> _What to do_
Please retype the lines below, from the line containing "In the picture above, where can the hillside" through the last line, with the pictures left out.

★ ★ ★ ★ ★ ★ ★

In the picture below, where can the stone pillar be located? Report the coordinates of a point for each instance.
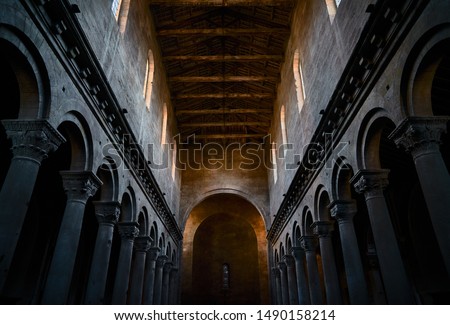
(128, 232)
(323, 230)
(372, 183)
(32, 141)
(421, 136)
(107, 214)
(141, 246)
(277, 285)
(302, 284)
(79, 187)
(149, 280)
(284, 283)
(309, 245)
(173, 286)
(292, 281)
(343, 212)
(157, 289)
(166, 282)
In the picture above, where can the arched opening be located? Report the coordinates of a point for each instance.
(225, 229)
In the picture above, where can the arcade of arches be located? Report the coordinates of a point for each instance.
(224, 152)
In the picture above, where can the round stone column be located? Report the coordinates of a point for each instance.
(343, 212)
(166, 283)
(32, 141)
(324, 229)
(421, 137)
(107, 214)
(128, 232)
(277, 285)
(372, 183)
(284, 283)
(79, 187)
(292, 281)
(309, 245)
(149, 280)
(141, 246)
(157, 290)
(302, 284)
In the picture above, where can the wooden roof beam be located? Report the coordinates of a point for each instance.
(226, 95)
(221, 124)
(221, 31)
(221, 3)
(224, 79)
(224, 111)
(224, 58)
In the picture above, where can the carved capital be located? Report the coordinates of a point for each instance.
(289, 260)
(161, 260)
(309, 243)
(282, 266)
(297, 253)
(370, 180)
(152, 253)
(167, 267)
(420, 135)
(32, 139)
(80, 185)
(323, 228)
(128, 230)
(142, 244)
(343, 211)
(107, 212)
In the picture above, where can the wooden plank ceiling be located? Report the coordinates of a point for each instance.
(223, 61)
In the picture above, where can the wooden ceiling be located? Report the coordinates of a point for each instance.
(223, 61)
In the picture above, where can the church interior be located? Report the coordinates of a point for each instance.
(224, 152)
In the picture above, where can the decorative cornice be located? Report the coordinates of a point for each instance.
(383, 33)
(59, 24)
(32, 139)
(420, 135)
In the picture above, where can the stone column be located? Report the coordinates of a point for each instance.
(302, 283)
(309, 245)
(277, 284)
(284, 283)
(128, 232)
(107, 214)
(79, 187)
(32, 141)
(323, 230)
(292, 281)
(157, 289)
(372, 183)
(166, 282)
(173, 286)
(421, 136)
(343, 212)
(149, 280)
(141, 246)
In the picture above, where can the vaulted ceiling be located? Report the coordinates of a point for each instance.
(223, 61)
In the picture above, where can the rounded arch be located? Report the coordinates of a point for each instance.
(20, 56)
(375, 126)
(341, 176)
(209, 194)
(76, 131)
(430, 53)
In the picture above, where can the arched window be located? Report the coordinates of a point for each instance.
(299, 83)
(164, 125)
(274, 162)
(120, 9)
(332, 6)
(174, 159)
(148, 80)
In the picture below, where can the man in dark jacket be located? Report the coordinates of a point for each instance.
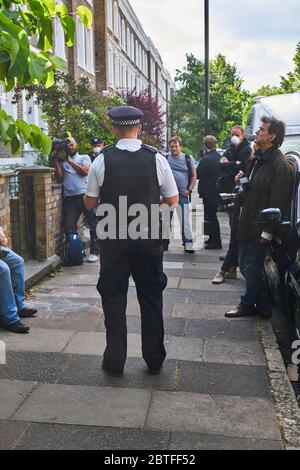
(208, 174)
(271, 186)
(235, 159)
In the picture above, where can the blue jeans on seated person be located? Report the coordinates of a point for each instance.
(12, 286)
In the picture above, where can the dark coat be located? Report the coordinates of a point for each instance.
(271, 187)
(208, 173)
(241, 153)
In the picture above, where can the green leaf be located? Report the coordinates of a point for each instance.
(9, 83)
(46, 35)
(85, 15)
(59, 63)
(46, 143)
(50, 79)
(51, 6)
(61, 9)
(14, 50)
(16, 145)
(3, 122)
(4, 56)
(69, 29)
(24, 128)
(37, 68)
(37, 7)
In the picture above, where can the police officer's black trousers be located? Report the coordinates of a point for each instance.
(144, 261)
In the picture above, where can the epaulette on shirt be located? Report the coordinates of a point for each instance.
(107, 147)
(150, 148)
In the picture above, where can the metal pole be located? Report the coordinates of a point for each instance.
(207, 84)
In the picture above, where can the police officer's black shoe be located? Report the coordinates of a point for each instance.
(16, 327)
(154, 371)
(27, 312)
(111, 372)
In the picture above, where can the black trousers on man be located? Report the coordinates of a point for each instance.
(210, 215)
(73, 207)
(232, 255)
(143, 259)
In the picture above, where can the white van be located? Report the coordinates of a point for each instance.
(286, 108)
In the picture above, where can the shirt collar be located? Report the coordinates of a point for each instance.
(132, 145)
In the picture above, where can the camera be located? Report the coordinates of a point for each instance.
(61, 146)
(239, 193)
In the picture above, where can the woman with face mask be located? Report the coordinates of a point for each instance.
(97, 147)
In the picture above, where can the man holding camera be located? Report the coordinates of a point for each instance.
(73, 172)
(270, 187)
(235, 159)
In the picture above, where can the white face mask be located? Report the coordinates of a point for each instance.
(235, 140)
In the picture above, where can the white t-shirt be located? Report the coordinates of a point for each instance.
(166, 181)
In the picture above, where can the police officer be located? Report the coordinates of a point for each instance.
(142, 176)
(97, 145)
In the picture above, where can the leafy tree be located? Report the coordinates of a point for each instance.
(75, 108)
(153, 127)
(227, 96)
(291, 83)
(21, 22)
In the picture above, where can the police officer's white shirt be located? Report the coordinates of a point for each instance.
(166, 181)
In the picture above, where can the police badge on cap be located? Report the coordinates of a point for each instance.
(126, 116)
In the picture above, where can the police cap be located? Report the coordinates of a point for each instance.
(125, 116)
(96, 140)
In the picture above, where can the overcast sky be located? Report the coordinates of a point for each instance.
(260, 36)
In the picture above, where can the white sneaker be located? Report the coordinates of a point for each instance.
(92, 259)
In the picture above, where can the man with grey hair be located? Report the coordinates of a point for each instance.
(208, 174)
(73, 174)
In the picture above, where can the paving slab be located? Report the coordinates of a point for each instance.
(184, 348)
(86, 370)
(229, 416)
(34, 367)
(11, 433)
(175, 327)
(62, 437)
(207, 285)
(223, 379)
(94, 406)
(94, 344)
(13, 393)
(253, 417)
(232, 351)
(233, 329)
(188, 412)
(191, 441)
(39, 340)
(202, 311)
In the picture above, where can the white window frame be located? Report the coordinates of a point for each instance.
(109, 14)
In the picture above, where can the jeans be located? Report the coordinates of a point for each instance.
(144, 260)
(73, 207)
(251, 263)
(210, 215)
(12, 287)
(183, 211)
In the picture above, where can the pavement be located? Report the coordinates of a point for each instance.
(213, 392)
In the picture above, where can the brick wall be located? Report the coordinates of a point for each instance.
(74, 69)
(100, 41)
(5, 205)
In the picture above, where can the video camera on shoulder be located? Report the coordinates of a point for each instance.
(61, 146)
(239, 192)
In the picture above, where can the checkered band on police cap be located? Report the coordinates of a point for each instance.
(125, 116)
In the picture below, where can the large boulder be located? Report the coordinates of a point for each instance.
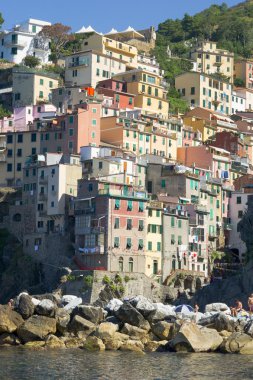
(9, 320)
(75, 301)
(192, 339)
(106, 330)
(81, 324)
(116, 341)
(36, 328)
(25, 306)
(217, 307)
(128, 314)
(113, 305)
(62, 320)
(134, 332)
(53, 341)
(46, 307)
(248, 328)
(132, 345)
(163, 330)
(224, 322)
(142, 304)
(94, 343)
(238, 343)
(91, 313)
(158, 346)
(9, 340)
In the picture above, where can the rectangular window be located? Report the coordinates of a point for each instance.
(33, 137)
(116, 223)
(141, 206)
(117, 204)
(129, 243)
(129, 205)
(116, 242)
(141, 225)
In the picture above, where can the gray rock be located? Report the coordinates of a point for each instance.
(128, 314)
(9, 320)
(80, 324)
(25, 306)
(143, 305)
(106, 330)
(36, 328)
(46, 307)
(163, 330)
(113, 305)
(91, 313)
(62, 320)
(191, 339)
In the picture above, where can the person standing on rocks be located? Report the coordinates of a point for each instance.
(250, 303)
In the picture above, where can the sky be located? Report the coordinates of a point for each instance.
(102, 15)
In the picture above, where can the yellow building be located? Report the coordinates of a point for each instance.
(201, 90)
(153, 255)
(150, 95)
(31, 87)
(139, 138)
(210, 60)
(112, 48)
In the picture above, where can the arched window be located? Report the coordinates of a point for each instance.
(173, 262)
(131, 264)
(155, 266)
(17, 218)
(121, 264)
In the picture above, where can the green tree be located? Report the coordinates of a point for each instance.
(4, 112)
(59, 35)
(1, 20)
(31, 61)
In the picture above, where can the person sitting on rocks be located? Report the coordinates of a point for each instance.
(237, 309)
(250, 304)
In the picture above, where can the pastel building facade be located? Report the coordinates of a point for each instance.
(24, 40)
(210, 60)
(201, 90)
(87, 68)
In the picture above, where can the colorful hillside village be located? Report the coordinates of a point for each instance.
(98, 156)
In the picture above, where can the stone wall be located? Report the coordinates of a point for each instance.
(137, 284)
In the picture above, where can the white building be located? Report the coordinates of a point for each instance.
(24, 40)
(238, 206)
(238, 102)
(87, 68)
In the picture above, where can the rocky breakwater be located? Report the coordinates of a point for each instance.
(137, 324)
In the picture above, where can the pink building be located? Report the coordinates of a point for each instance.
(207, 157)
(110, 226)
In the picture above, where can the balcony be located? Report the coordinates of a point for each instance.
(123, 193)
(227, 226)
(84, 211)
(42, 197)
(42, 214)
(2, 158)
(43, 180)
(120, 47)
(201, 208)
(94, 250)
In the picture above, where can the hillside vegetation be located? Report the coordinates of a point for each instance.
(231, 28)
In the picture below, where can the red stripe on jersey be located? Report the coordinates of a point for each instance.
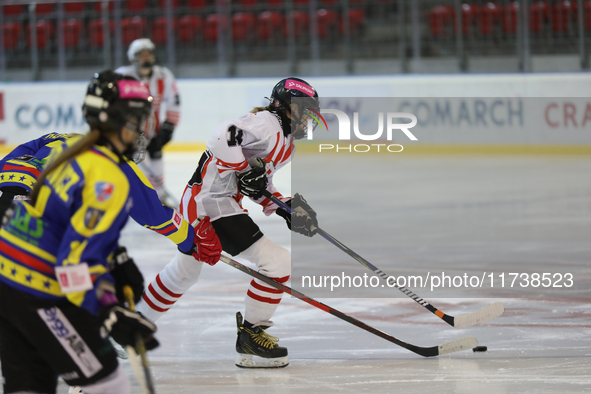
(152, 305)
(30, 170)
(160, 84)
(271, 155)
(265, 289)
(165, 289)
(287, 153)
(282, 280)
(173, 116)
(225, 166)
(26, 259)
(159, 297)
(263, 299)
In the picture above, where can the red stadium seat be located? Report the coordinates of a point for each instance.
(489, 16)
(95, 32)
(274, 3)
(99, 4)
(72, 29)
(509, 17)
(175, 4)
(301, 21)
(268, 22)
(356, 17)
(247, 3)
(133, 28)
(44, 33)
(159, 32)
(587, 15)
(136, 5)
(44, 8)
(439, 17)
(562, 14)
(12, 31)
(470, 14)
(12, 10)
(538, 16)
(210, 31)
(189, 27)
(196, 5)
(242, 24)
(74, 8)
(326, 21)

★ ★ ★ ★ ★ ★ ★

> _Output below_
In the picture above, where can the hillside vegetation be located? Report the coordinates of a point for each instance.
(231, 28)
In the picture below, where can the red stripe on jersey be located? Report the coordinates of a point for each instance.
(152, 305)
(30, 170)
(160, 84)
(271, 155)
(265, 289)
(165, 289)
(287, 153)
(282, 280)
(173, 116)
(225, 166)
(26, 259)
(159, 297)
(263, 299)
In the picture above, where can the red stadium seat be located? Report the coordinates of a point for each instance.
(489, 16)
(95, 32)
(274, 3)
(99, 4)
(72, 29)
(509, 17)
(175, 4)
(301, 21)
(268, 22)
(356, 17)
(247, 3)
(133, 28)
(44, 33)
(159, 32)
(587, 15)
(136, 5)
(44, 8)
(439, 17)
(562, 14)
(12, 31)
(470, 14)
(12, 10)
(538, 16)
(210, 31)
(189, 27)
(196, 5)
(242, 24)
(74, 8)
(326, 21)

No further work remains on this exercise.